(EXERCISE INSTRUCTIONS): Edit the entries below so that each "instance" becomes "occurrence", keeping everything else the same, and leave the pictures out of your answer.

## start GIVEN RECORDS

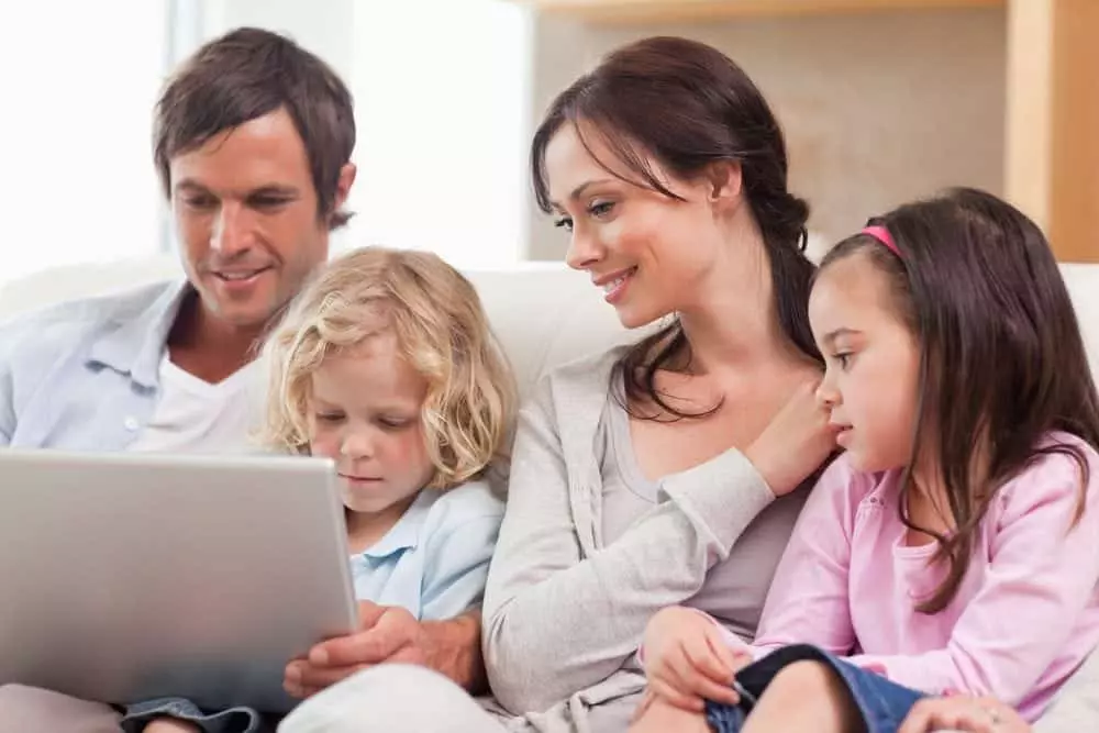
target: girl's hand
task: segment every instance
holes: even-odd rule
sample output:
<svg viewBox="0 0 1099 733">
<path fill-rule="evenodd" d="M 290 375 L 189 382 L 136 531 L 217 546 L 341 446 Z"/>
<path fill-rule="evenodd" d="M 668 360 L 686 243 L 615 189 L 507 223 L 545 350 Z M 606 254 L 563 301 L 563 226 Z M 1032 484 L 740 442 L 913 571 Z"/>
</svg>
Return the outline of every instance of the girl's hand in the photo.
<svg viewBox="0 0 1099 733">
<path fill-rule="evenodd" d="M 924 698 L 912 707 L 897 733 L 1031 733 L 1011 706 L 996 698 Z"/>
<path fill-rule="evenodd" d="M 202 733 L 197 723 L 174 718 L 157 718 L 152 723 L 146 723 L 142 731 L 143 733 Z"/>
<path fill-rule="evenodd" d="M 819 384 L 802 384 L 744 451 L 777 497 L 801 486 L 836 448 L 831 411 L 817 399 Z"/>
<path fill-rule="evenodd" d="M 704 700 L 736 704 L 740 696 L 730 685 L 735 673 L 752 663 L 746 645 L 731 649 L 706 614 L 675 606 L 648 622 L 643 656 L 650 692 L 695 712 L 703 710 Z"/>
</svg>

## end GIVEN RECORDS

(SOLUTION TO THE EXERCISE):
target: girl's hand
task: segment every occurrence
holes: even-odd rule
sample output:
<svg viewBox="0 0 1099 733">
<path fill-rule="evenodd" d="M 290 375 L 189 382 L 136 531 L 217 546 L 341 446 Z"/>
<path fill-rule="evenodd" d="M 668 360 L 686 243 L 615 189 L 507 223 L 545 350 Z M 606 254 L 563 301 L 563 226 Z M 1032 484 L 740 442 L 913 571 Z"/>
</svg>
Return the outline of every occurrence of the girl's hand in the photo.
<svg viewBox="0 0 1099 733">
<path fill-rule="evenodd" d="M 924 698 L 912 707 L 897 733 L 1031 733 L 1011 706 L 996 698 Z"/>
<path fill-rule="evenodd" d="M 202 733 L 197 723 L 174 718 L 157 718 L 152 723 L 146 723 L 142 731 L 143 733 Z"/>
<path fill-rule="evenodd" d="M 819 384 L 802 384 L 744 451 L 777 497 L 801 486 L 836 448 L 831 411 L 817 399 Z"/>
<path fill-rule="evenodd" d="M 704 700 L 736 704 L 740 696 L 730 685 L 735 673 L 752 663 L 746 645 L 731 649 L 706 614 L 675 606 L 648 622 L 643 656 L 650 692 L 695 712 L 703 710 Z"/>
</svg>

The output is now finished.